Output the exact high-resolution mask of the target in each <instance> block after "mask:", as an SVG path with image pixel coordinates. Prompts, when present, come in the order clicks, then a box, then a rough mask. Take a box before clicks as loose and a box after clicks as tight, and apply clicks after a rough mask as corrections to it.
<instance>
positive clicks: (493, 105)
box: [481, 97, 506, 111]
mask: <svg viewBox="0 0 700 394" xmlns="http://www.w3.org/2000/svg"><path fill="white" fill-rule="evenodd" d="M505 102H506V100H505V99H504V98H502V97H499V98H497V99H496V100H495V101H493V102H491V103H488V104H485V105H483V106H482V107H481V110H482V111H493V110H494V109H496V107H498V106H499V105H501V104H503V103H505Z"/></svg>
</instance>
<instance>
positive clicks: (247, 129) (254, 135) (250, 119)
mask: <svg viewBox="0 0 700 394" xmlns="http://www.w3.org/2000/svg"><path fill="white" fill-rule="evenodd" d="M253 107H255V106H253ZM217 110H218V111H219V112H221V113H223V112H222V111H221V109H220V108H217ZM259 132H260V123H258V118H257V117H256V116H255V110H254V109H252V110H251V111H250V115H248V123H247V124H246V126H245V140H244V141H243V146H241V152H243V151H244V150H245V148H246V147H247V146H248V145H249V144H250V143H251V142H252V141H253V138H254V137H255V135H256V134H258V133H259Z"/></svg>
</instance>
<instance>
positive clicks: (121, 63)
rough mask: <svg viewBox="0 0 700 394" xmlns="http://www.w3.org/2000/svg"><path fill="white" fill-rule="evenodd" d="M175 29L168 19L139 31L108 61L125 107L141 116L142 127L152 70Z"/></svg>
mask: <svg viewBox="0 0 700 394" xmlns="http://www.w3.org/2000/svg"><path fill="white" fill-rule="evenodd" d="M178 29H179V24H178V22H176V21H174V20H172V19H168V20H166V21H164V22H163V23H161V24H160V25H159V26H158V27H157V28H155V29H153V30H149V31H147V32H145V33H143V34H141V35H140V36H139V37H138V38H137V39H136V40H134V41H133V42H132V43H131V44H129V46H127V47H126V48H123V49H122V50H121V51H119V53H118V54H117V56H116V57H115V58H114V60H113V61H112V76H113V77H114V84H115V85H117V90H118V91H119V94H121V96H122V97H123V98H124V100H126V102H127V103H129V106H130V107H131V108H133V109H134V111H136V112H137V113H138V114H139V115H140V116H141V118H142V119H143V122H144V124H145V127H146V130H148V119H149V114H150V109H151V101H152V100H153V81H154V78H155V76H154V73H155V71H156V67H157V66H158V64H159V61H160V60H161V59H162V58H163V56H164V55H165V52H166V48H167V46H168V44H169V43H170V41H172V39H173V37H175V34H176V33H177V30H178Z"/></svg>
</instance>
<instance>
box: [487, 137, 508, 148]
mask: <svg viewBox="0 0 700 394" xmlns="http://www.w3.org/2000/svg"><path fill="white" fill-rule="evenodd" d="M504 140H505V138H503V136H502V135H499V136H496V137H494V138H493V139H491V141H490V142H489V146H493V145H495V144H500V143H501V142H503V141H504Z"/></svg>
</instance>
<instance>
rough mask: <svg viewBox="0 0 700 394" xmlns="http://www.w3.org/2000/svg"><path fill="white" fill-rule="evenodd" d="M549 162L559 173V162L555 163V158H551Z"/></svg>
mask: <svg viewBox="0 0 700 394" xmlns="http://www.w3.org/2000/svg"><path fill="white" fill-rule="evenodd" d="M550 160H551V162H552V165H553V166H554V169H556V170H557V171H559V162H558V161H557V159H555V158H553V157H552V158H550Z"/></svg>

## What needs to be done
Type the records again in full, matching them exactly.

## Response
Output the exact high-resolution mask of the target in each <instance> block after "mask:", as an SVG path with image pixel coordinates. Prompts, when present, come in the order clicks, then a box, then a rough mask. Take a box before clicks as loose and a box after clicks as tight, and apply clicks after a rough mask as corrections to it.
<instance>
positive clicks: (493, 105)
box: [481, 97, 506, 111]
mask: <svg viewBox="0 0 700 394" xmlns="http://www.w3.org/2000/svg"><path fill="white" fill-rule="evenodd" d="M505 102H506V100H505V99H504V98H502V97H499V98H497V99H496V100H495V101H493V102H491V103H488V104H485V105H483V106H482V107H481V110H482V111H493V110H494V109H496V107H498V106H499V105H501V104H503V103H505Z"/></svg>
</instance>
<instance>
positive clicks: (247, 129) (254, 135) (250, 119)
mask: <svg viewBox="0 0 700 394" xmlns="http://www.w3.org/2000/svg"><path fill="white" fill-rule="evenodd" d="M253 107H255V106H253ZM217 110H218V111H219V112H221V113H223V112H222V111H221V109H220V108H217ZM259 132H260V123H258V118H257V117H256V116H255V110H254V109H252V110H251V111H250V115H248V123H247V124H246V126H245V140H244V141H243V146H241V152H243V151H244V150H245V148H246V147H247V146H248V145H249V144H250V143H251V142H252V141H253V138H254V137H255V135H256V134H258V133H259Z"/></svg>
</instance>
<instance>
positive clicks: (121, 63)
rough mask: <svg viewBox="0 0 700 394" xmlns="http://www.w3.org/2000/svg"><path fill="white" fill-rule="evenodd" d="M175 29L168 19L139 31L108 61L125 107L141 116L142 127L152 70Z"/></svg>
mask: <svg viewBox="0 0 700 394" xmlns="http://www.w3.org/2000/svg"><path fill="white" fill-rule="evenodd" d="M178 29H179V24H178V22H176V21H174V20H172V19H168V20H166V21H164V22H163V23H161V24H160V25H159V26H158V27H157V28H155V29H153V30H149V31H147V32H145V33H143V34H141V35H140V36H139V37H138V38H137V39H136V40H134V41H133V42H132V43H131V44H129V46H127V47H126V48H123V49H122V50H121V51H119V53H118V54H117V56H116V57H115V58H114V60H113V61H112V76H113V77H114V84H115V85H117V90H118V91H119V94H121V96H122V97H123V98H124V100H126V102H127V103H129V106H130V107H131V108H133V109H134V111H136V112H137V113H138V114H139V115H140V116H141V118H142V119H143V122H144V124H145V127H146V130H148V119H149V114H150V109H151V101H152V100H153V81H154V78H155V76H154V73H155V71H156V67H157V66H158V64H159V61H160V60H161V59H162V58H163V56H164V55H165V52H166V48H167V46H168V44H169V43H170V41H172V39H173V37H175V34H176V33H177V30H178Z"/></svg>
</instance>
<instance>
box: [487, 137, 508, 148]
mask: <svg viewBox="0 0 700 394" xmlns="http://www.w3.org/2000/svg"><path fill="white" fill-rule="evenodd" d="M504 140H505V138H503V136H502V135H499V136H496V137H494V138H493V139H491V141H490V142H489V146H493V145H495V144H500V143H501V142H503V141H504Z"/></svg>
</instance>
<instance>
rough mask: <svg viewBox="0 0 700 394" xmlns="http://www.w3.org/2000/svg"><path fill="white" fill-rule="evenodd" d="M549 162L559 173V162L555 163V158H551Z"/></svg>
mask: <svg viewBox="0 0 700 394" xmlns="http://www.w3.org/2000/svg"><path fill="white" fill-rule="evenodd" d="M550 160H551V162H552V165H553V166H554V169H556V170H557V171H559V162H558V161H557V159H555V158H553V157H552V158H550Z"/></svg>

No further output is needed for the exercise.